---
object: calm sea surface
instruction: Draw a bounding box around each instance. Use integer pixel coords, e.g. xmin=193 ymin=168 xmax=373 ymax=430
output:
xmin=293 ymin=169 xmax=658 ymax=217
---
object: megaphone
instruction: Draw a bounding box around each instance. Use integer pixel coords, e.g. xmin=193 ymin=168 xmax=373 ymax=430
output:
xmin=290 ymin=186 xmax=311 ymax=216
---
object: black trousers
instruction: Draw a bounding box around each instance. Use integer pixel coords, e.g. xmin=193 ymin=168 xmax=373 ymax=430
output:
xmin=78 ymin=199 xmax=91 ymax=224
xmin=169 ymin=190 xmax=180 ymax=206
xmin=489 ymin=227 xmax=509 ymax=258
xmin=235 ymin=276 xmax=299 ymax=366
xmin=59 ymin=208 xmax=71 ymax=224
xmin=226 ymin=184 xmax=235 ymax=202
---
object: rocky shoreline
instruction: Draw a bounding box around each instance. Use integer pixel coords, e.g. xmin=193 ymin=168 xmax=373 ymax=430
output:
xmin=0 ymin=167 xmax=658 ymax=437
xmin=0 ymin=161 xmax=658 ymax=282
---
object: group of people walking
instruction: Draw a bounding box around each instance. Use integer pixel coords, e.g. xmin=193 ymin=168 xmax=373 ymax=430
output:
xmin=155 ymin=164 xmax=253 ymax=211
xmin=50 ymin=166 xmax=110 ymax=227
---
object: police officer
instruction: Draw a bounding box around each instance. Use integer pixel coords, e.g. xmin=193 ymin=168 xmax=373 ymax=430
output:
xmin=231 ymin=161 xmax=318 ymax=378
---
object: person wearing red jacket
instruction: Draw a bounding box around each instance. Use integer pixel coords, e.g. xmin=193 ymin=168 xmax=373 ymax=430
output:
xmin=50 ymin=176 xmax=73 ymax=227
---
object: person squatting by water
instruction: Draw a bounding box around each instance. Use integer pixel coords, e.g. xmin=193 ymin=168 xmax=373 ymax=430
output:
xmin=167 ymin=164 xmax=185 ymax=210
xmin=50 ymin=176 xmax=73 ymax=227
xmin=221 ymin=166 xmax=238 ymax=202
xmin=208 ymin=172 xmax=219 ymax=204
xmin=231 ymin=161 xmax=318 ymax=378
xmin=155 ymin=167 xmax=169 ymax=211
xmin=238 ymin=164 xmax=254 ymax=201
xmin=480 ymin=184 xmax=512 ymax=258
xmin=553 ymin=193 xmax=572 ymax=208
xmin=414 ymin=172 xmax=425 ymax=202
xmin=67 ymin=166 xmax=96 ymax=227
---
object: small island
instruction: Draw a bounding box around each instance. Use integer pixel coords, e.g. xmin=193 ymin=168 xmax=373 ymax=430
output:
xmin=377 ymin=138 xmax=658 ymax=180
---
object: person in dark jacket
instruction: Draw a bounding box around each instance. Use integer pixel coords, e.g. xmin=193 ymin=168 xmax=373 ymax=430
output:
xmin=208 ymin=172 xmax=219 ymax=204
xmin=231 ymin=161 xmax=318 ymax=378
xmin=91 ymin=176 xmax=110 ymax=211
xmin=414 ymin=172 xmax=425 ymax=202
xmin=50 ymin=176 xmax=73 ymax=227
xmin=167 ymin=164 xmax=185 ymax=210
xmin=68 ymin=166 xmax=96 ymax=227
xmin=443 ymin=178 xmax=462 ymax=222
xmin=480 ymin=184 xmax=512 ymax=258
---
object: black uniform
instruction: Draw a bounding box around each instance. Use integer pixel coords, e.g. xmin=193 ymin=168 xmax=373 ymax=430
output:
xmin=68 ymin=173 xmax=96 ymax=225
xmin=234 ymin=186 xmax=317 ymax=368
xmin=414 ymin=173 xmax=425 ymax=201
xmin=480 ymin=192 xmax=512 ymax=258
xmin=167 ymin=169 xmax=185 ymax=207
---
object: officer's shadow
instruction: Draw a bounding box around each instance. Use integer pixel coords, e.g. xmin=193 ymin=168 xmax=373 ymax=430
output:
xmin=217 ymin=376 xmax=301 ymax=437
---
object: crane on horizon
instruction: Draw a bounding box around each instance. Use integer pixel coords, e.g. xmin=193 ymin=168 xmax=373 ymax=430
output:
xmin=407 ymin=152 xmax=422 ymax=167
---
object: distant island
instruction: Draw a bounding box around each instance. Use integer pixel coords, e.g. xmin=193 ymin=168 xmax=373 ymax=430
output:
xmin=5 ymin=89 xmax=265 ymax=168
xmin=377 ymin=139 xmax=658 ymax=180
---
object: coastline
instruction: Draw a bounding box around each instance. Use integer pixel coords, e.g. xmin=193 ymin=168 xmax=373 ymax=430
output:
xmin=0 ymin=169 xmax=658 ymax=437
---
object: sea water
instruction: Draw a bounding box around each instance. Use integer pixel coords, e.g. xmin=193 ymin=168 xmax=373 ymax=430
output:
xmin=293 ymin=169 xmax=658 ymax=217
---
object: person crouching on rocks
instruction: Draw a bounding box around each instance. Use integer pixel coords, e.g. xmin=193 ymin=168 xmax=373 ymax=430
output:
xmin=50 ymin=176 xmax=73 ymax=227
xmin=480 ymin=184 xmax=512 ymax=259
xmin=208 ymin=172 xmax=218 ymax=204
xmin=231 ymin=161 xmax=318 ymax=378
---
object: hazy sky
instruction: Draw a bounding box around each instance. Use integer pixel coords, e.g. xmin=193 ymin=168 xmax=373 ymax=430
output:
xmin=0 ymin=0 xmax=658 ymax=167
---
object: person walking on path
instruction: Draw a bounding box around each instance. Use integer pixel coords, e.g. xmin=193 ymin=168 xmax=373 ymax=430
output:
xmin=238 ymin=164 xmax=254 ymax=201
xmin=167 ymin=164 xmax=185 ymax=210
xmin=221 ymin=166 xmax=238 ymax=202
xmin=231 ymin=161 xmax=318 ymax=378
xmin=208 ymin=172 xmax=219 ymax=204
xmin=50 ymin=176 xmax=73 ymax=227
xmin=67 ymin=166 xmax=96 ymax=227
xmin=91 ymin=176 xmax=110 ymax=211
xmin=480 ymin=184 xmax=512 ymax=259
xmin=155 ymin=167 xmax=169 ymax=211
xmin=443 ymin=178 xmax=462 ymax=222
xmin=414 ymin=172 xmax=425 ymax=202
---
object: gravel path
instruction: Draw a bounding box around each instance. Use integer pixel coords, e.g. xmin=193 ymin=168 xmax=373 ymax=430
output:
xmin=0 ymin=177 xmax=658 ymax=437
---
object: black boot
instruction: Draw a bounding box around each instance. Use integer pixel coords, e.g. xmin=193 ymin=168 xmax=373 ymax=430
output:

####

Copy the listing from its first line through the line containing "xmin=50 ymin=166 xmax=110 ymax=227", inclusive, changing "megaphone" to "loudspeaker" and leaving everything else as it is.

---
object: calm sea surface
instruction: Draw a bounding box around each instance. Use integer pixel coords, e.g. xmin=193 ymin=168 xmax=373 ymax=430
output:
xmin=293 ymin=169 xmax=658 ymax=217
---
object: loudspeaker
instruction: Draw a bounding box around each instance. Use integer pixel coords, e.g. xmin=193 ymin=168 xmax=373 ymax=430
output:
xmin=290 ymin=186 xmax=311 ymax=216
---
object: black trousers
instruction: Draw a bounding box around each instance. Use integer pixel coords, e.g. xmin=193 ymin=168 xmax=373 ymax=430
output:
xmin=78 ymin=199 xmax=91 ymax=224
xmin=169 ymin=190 xmax=180 ymax=206
xmin=489 ymin=227 xmax=509 ymax=258
xmin=235 ymin=276 xmax=299 ymax=366
xmin=59 ymin=208 xmax=71 ymax=224
xmin=226 ymin=184 xmax=235 ymax=202
---
object: rocky shoreline
instruction: Draw a bounding box around each instance. Use integer pixel coords, e.g. xmin=193 ymin=168 xmax=373 ymax=430
output:
xmin=0 ymin=167 xmax=658 ymax=437
xmin=0 ymin=161 xmax=658 ymax=282
---
object: group of people walking
instruction: Draw a bounding box around each instance. Use integer pixel coords, e.g. xmin=193 ymin=168 xmax=373 ymax=430
output:
xmin=155 ymin=164 xmax=253 ymax=211
xmin=50 ymin=166 xmax=110 ymax=227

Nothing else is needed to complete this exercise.